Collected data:
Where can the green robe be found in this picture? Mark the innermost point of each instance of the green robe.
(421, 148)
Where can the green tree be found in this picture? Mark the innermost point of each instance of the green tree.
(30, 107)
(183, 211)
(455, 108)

Given task:
Rewrite the lines above as a two-column CSV with the headers "prompt" and "points", one row per line's text paired with its answer, each in a single quoted field with line breaks replaced by spaces.

Task response:
prompt,points
"Where can the green robe be found in this picture? Mark the innermost point of each instance of the green robe.","(421, 148)"
"Where can the green tree be found in this picture? Mark the innermost point of each instance of the green tree.","(30, 107) (183, 211) (455, 108)"